## TO DO
Set down all of the entries exactly, leaving nothing out.

*** LISTED RECORDS Section Begins ***

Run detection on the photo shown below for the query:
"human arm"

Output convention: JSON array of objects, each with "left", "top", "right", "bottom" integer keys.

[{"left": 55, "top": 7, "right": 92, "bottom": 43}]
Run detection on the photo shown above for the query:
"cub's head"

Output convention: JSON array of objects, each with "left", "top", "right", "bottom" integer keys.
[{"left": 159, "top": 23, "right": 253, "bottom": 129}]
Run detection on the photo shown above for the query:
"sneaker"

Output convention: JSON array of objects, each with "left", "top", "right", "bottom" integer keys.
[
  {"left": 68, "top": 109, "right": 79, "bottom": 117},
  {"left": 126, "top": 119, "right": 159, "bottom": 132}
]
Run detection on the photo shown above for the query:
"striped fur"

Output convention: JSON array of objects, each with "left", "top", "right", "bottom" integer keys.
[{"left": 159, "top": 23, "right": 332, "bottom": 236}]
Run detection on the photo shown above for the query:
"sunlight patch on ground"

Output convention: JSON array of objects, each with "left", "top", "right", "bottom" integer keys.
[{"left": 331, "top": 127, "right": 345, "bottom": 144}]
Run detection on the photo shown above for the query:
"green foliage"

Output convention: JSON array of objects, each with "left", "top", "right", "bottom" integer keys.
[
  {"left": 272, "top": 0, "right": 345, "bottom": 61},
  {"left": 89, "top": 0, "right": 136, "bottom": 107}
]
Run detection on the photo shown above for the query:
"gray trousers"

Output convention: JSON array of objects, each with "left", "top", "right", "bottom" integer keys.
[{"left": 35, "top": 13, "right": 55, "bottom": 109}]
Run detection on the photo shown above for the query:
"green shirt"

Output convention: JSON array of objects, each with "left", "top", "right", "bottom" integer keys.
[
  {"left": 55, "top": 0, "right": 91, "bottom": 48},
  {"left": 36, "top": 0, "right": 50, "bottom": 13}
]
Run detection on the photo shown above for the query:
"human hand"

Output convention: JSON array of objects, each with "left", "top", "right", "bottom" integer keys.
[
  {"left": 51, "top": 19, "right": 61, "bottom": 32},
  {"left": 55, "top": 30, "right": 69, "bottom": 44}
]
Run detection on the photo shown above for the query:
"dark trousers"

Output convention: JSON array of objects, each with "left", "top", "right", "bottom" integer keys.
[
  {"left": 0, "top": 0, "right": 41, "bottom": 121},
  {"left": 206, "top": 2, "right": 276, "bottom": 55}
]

*** LISTED RECORDS Section Ends ***

## ANSWER FOR THE TASK
Run detection on the photo shown below for the query:
"human arm"

Output convention: JSON array of objects, each with "left", "top", "right", "bottom" integer keys.

[{"left": 55, "top": 7, "right": 92, "bottom": 43}]
Run detection on the photo shown above for the query:
"cub's head"

Output convention: JSON array of objects, each with "left", "top", "right", "bottom" integer keys.
[{"left": 159, "top": 23, "right": 253, "bottom": 129}]
Run detection on the photo shown above for the query:
"sneaker"

Output convention: JSON array of objects, each with "left", "top", "right", "bottom" integer keys.
[
  {"left": 68, "top": 109, "right": 79, "bottom": 117},
  {"left": 126, "top": 119, "right": 159, "bottom": 132}
]
Run detection on the photo shown above for the query:
"striped fur"

Output convention: JSON array of objects, each with "left", "top", "right", "bottom" integer keys.
[{"left": 159, "top": 23, "right": 332, "bottom": 236}]
Run detection on the photo shown above for the query:
"sunlight patch on ground"

Output convention: JSON array of objects, each with "left", "top", "right", "bottom" integer keys.
[{"left": 331, "top": 127, "right": 345, "bottom": 144}]
Run detection on the photo shown above for the query:
"green foliage"

Output convention: JSON array of objects, each with "left", "top", "right", "bottom" integer keys.
[
  {"left": 272, "top": 0, "right": 345, "bottom": 61},
  {"left": 89, "top": 0, "right": 136, "bottom": 107}
]
Run detection on the photo shown above for the query:
"gray trousers"

Output convention: JSON array of objects, each with "left", "top", "right", "bottom" integer keys.
[{"left": 35, "top": 13, "right": 55, "bottom": 109}]
Run detection on the photo shown above for the query:
"green shirt"

Output convention: JSON array of objects, each with "left", "top", "right", "bottom" integer keys.
[
  {"left": 55, "top": 0, "right": 91, "bottom": 48},
  {"left": 36, "top": 0, "right": 50, "bottom": 13}
]
Run detection on the photo shown above for the query:
"human hand"

Output convention: JSON array of objects, each with "left", "top", "right", "bottom" integer keys.
[
  {"left": 51, "top": 19, "right": 61, "bottom": 32},
  {"left": 55, "top": 30, "right": 69, "bottom": 44}
]
Run detection on the photo shown above for the query:
"dark trousers"

Output convention: JSON array of objects, each with "left", "top", "right", "bottom" integer keys.
[
  {"left": 0, "top": 0, "right": 41, "bottom": 121},
  {"left": 206, "top": 2, "right": 276, "bottom": 55}
]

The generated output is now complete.